Opdracht = Schrijf alle gegevens hieronder woord voor woord over, van de eerste tot de laatste regel.
⁂
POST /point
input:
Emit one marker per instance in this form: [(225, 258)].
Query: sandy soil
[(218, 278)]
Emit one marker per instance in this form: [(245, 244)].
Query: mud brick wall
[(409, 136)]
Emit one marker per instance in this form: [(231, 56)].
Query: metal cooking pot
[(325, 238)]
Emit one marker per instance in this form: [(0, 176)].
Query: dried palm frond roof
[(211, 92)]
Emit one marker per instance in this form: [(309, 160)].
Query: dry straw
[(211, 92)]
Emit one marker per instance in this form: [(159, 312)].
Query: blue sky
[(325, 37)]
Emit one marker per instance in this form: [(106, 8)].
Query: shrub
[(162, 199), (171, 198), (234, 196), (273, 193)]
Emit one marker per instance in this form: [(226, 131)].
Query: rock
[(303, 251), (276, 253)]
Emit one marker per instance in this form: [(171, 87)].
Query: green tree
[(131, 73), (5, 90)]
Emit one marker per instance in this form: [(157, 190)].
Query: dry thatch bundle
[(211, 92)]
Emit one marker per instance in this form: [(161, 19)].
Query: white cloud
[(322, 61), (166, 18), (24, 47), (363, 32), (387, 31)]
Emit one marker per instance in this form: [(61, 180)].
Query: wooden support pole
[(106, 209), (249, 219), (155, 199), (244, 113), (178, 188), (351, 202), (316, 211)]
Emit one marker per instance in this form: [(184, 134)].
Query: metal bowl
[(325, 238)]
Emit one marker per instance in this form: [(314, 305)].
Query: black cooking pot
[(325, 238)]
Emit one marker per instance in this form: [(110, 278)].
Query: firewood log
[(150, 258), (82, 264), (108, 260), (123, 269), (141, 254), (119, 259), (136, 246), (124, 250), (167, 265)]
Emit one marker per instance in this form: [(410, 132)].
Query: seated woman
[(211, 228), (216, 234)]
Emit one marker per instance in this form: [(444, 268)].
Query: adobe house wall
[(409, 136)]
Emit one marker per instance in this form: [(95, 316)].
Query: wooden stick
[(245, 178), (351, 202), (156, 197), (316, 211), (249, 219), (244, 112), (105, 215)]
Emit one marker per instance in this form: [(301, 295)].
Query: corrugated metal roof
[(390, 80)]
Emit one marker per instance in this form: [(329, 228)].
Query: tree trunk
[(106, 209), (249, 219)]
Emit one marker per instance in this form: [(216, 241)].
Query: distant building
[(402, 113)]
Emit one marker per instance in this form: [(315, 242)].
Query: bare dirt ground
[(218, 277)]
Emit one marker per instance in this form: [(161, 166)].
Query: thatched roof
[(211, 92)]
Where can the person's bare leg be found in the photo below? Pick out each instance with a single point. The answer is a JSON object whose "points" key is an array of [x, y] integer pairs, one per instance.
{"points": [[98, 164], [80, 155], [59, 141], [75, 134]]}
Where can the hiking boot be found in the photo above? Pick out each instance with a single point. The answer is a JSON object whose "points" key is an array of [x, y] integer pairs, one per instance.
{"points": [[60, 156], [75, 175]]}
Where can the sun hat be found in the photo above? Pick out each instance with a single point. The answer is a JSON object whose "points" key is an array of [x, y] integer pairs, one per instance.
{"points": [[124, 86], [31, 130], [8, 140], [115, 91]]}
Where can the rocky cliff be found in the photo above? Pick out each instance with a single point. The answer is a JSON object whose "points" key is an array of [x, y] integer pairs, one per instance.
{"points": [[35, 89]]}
⁂
Volledig antwoord =
POST /point
input:
Emit one marker per instance in this form: [(225, 258)].
Query: sandy soil
[(218, 278)]
Emit one marker per instance in this form: [(245, 244)].
Query: mud brick wall
[(409, 136)]
Emit one marker per instance in this form: [(231, 56)].
Query: metal cooking pot
[(325, 238)]
Emit one marker per instance in this form: [(0, 176)].
Query: dried palm frond roof
[(211, 92)]
Emit one marker per instance in this form: [(309, 160)].
Query: dry straw
[(211, 92)]
Emit one marker per instance in this form: [(159, 312)].
Query: blue sky
[(325, 37)]
Emit one marker per instance in this form: [(106, 8)].
Query: shrub
[(162, 199), (171, 198), (234, 196), (273, 193)]
Emit one marker per instance in this form: [(226, 131)].
Query: rock
[(303, 251), (276, 253)]
Emit one marker per instance in this form: [(171, 87)].
Query: green tree
[(131, 73), (5, 90)]
Emit one marker per instance in this form: [(157, 190)].
Query: dry thatch bundle
[(211, 92)]
Emit one marker per instance in this form: [(161, 19)].
Query: white cloud
[(322, 61), (166, 18), (24, 47), (363, 32), (387, 31)]
Emit one marker per instance in this form: [(61, 180)].
Query: wooden support pole
[(106, 209), (249, 219), (155, 199), (244, 113), (178, 188), (351, 202), (316, 211)]
Emit one marker per instance in this form: [(184, 134)].
Query: metal bowl
[(325, 238)]
Emit one marker per instance in this form: [(314, 305)].
Query: black cooking pot
[(325, 238)]
Emit one marker per instance in this form: [(110, 278)].
Query: firewood log
[(150, 258), (82, 264), (108, 260), (123, 269), (141, 254), (119, 259), (136, 246), (124, 250), (167, 265)]
Emit one marker per instance in this form: [(410, 132)].
Query: seated woman
[(211, 228), (216, 234)]
Emit one marker per instance in this form: [(444, 268)].
Query: adobe house wall
[(409, 136)]
Emit one marker per instance in this form: [(95, 316)].
Query: wooden stick
[(245, 178), (351, 202), (156, 197), (316, 211), (249, 219), (244, 112), (105, 215)]
Emit one marker per instance in this form: [(301, 295)].
Query: corrugated metal roof
[(390, 80)]
Emit one marker per instance in this form: [(329, 228)].
Query: tree trunk
[(106, 209), (249, 219)]
Emit one marker per instance in this form: [(216, 241)].
Query: distant building
[(402, 113)]
Emit one marker per instance in this form: [(315, 242)].
Query: bare dirt ground
[(218, 277)]
Emit one marker per instance in this form: [(161, 166)].
Query: thatched roof
[(211, 92)]
Where can the person's bare leg be found in the photo below? Pick out each instance with a single point. The answer is a JSON object whose "points" key is an array of [x, y] integer pairs, one per instance.
{"points": [[98, 164], [80, 155], [59, 141], [75, 134]]}
Where can the hiking boot be found in the photo above? Pick out each instance with a single point. The answer is a JSON object whose "points" key is an array of [x, y] integer pairs, one per instance.
{"points": [[60, 156], [75, 175]]}
Where can the sun hat be found in the photo above? Pick out each instance with a single point. The answer is a JSON object whose "points" key is an array of [x, y] integer pairs, one per instance.
{"points": [[124, 86], [31, 130], [8, 140], [115, 91]]}
Where can the rocky cliff be found in the photo above? Pick out each instance with a single point. The answer is a JSON object whose "points" key is an array of [x, y] integer pairs, one per instance.
{"points": [[35, 89]]}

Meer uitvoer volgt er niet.